* BRANO DA LEGGERE:
==========

Resta tetraplegica dopo un intervento per un tumore benigno, due medici a processo. Il caso di Sabrina Di Girolamo: «In sala c’era uno specializzando»

Alla donna è stato riconosciuto un risarcimento danni di 1,6 milioni di euro. Ora un neurochirurgo e un anestesista dovranno difendersi in tribunale dalle accuse di lesioni colpose

Due medici sono finiti a processo per il caso che il 22 agosto 2017 ha travolto Sabrina Di Girolamo, parrucchiera di Terracina rimasta tetraplegica dopo un’operazione a un tumore benigno. «Avevo solo 36 anni, due figlie da crescere e tanti sogni. Quel maledetto giorno mi hanno tolto tutto, la mia vita è diventata un inferno. Mai e poi mai riuscirò ad elaborare questa nuova realtà nonostante siano passati quasi sei anni, il mio sorriso è per le persone che mi vogliono bene, invece le lacrime sono quelle che ho nel cuore ogni momento di questa maledetta vita». Così racconta al Corriere della Sera com’è cambiata la sua vita dopo essersi svegliata sul letto dell’Azienda ospedaliera di Verona da quello che doveva essere un semplice intervento di routine. «Mi avevano assicurato zero rischi, nessuna possibile complicazione», spiega. Ma una volta ripresa dall’anestesia, «è iniziato il mio incubo: non muovevo più gambe e braccia, anzi non le muoverò mai più». Poi la diagnosi che non avrebbe mai voluto sentire: «Gravissima tetraplegia, con impossibilità di movimento di tutti e quattro gli arti».

==========

* ESERCIZI PROPOSTI:
- A) Elenca tutte le figure del personale sanitario nominate nell'articolo sul caso di Sabrina Di Girolamo.
- B) Prosegui l'articolo sul caso di Sabrina Di Girolamo, ripartendo dopo l'ultima frase riportata.

==========

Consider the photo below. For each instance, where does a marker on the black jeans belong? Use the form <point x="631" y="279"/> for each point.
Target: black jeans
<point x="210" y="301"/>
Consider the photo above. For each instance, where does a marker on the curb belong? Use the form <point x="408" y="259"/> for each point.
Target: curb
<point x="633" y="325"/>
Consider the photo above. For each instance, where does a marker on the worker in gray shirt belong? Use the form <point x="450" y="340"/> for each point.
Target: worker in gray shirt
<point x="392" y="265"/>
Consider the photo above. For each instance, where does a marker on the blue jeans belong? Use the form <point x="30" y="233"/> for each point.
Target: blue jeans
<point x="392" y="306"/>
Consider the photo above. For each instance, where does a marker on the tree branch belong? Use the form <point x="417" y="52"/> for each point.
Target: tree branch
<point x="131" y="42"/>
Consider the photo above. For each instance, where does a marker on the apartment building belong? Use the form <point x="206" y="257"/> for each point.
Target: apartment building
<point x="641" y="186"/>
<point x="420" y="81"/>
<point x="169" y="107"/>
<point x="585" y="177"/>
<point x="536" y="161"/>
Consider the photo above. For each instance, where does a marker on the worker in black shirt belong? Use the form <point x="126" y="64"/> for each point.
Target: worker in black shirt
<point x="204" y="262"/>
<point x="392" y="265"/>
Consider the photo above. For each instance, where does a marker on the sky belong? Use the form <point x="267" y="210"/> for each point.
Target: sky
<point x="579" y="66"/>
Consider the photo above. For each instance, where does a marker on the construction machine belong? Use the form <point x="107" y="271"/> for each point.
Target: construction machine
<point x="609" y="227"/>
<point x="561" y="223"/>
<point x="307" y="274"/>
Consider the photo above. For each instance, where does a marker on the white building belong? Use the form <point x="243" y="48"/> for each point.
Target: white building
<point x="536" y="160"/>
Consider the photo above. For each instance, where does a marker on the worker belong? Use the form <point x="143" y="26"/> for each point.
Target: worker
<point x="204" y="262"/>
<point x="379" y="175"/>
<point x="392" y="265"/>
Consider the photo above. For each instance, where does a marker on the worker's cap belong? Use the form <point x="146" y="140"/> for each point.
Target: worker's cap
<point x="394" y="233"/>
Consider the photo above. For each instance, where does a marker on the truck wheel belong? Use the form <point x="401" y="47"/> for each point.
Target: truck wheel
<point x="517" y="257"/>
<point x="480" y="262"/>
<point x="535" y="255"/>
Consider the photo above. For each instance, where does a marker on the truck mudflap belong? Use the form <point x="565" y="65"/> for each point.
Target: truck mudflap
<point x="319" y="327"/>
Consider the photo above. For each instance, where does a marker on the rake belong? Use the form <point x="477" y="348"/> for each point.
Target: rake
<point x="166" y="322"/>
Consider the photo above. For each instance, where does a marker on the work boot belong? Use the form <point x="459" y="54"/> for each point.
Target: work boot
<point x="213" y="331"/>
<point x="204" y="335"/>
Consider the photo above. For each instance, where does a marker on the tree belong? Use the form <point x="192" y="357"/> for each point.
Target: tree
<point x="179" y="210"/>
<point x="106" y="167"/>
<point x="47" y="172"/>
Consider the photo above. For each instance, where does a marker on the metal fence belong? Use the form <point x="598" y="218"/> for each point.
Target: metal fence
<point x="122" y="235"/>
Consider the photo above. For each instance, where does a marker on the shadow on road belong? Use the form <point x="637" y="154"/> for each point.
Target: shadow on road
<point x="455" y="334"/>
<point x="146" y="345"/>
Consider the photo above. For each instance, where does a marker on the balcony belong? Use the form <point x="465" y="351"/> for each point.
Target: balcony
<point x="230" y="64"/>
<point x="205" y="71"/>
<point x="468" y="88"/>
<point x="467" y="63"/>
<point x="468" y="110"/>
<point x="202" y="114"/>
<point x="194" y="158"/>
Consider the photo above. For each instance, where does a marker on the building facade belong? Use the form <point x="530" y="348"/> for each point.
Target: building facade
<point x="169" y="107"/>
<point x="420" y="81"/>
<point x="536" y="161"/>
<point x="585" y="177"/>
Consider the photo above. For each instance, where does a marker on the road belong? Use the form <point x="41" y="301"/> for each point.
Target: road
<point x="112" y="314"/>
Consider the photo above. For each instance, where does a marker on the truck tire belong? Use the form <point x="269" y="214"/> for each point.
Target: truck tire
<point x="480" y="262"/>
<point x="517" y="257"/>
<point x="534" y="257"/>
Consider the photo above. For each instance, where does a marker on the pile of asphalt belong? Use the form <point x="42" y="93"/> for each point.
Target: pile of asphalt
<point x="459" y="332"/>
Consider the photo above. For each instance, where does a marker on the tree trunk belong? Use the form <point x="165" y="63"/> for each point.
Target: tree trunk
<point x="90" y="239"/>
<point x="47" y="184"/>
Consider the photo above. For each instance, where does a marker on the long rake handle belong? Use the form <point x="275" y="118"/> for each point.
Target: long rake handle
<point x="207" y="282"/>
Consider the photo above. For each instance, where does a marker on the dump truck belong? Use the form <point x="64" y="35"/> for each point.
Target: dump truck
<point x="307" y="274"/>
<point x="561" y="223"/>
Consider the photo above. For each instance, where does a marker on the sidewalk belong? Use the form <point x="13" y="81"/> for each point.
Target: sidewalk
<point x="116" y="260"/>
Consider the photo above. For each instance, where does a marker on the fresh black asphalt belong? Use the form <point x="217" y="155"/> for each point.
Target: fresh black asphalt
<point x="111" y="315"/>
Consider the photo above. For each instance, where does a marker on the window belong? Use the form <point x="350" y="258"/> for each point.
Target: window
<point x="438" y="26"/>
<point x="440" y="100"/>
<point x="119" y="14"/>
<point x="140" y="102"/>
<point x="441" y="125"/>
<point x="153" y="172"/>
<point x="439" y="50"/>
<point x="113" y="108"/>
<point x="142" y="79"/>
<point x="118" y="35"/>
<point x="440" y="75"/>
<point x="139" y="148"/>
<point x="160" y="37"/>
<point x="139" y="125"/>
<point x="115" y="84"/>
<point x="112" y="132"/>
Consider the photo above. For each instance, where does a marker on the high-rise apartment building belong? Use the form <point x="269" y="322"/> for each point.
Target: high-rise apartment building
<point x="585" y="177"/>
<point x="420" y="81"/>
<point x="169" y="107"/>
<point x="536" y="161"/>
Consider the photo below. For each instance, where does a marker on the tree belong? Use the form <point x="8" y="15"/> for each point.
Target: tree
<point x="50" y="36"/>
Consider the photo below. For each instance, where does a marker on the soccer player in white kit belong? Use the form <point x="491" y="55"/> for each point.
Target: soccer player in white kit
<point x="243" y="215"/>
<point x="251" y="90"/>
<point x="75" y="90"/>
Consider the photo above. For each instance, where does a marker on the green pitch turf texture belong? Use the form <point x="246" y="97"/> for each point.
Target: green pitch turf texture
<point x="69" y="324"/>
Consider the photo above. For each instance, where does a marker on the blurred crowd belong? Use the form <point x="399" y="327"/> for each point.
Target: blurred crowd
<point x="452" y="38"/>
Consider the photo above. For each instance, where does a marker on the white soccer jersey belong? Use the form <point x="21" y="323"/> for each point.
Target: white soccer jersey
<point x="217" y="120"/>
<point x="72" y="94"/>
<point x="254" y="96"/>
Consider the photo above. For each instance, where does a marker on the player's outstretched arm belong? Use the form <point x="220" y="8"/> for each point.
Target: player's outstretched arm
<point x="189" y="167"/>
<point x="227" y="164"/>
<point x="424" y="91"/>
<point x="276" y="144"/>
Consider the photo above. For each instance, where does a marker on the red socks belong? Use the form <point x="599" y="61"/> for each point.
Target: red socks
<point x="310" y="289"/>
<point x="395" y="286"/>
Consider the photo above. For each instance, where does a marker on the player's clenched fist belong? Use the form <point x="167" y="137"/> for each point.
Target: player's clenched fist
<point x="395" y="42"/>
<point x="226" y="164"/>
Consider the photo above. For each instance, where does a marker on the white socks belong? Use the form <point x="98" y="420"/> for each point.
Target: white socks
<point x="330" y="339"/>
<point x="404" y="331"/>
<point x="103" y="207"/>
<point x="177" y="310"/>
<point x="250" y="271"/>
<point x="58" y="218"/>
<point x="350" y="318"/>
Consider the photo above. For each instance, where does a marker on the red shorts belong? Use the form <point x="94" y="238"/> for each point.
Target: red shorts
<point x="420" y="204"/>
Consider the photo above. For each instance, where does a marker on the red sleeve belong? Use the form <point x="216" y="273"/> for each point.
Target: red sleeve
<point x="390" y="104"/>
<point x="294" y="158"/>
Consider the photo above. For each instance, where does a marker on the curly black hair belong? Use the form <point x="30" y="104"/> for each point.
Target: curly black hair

==========

* SOLUZIONI:
- A) medici, neurochirurgo, anestesista, specializzando

- B)
Chi sono i due medici e il risarcimento da oltre 1 milione

Una conseguenza che, secondo quanto deciso a dicembre dal giudice civile del Tribunale di Verona, Luigi Pagliuca, si poteva evitare. E per questo, aveva riconosciuto a Sabina e ai familiari un risarcimento dei danni pari a un milione e 600 mila euro. Stessa contestazione del giudice Mario Bruno Guidorizzi che ora ha disposto il processo per i due dottori responsabili. Ovvero il neurochirurgo che ha eseguito l’intervento, rinviato a giudizio per rispondere di lesioni colpose commesse nell’esercizio della professione sanitaria, e l’anestesista, per il quale è stata ordinata l’imputazione coatta.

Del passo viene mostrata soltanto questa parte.